**Work item**. Going line by line through the data below, report how many lines include the word "point", with nothing added.

**Dataset records**.
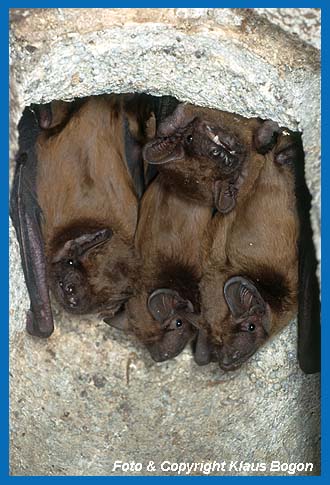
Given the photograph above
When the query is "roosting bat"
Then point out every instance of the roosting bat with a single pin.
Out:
(169, 239)
(74, 205)
(252, 293)
(222, 159)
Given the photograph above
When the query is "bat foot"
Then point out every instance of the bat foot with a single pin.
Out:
(35, 329)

**Exercise solution**. 2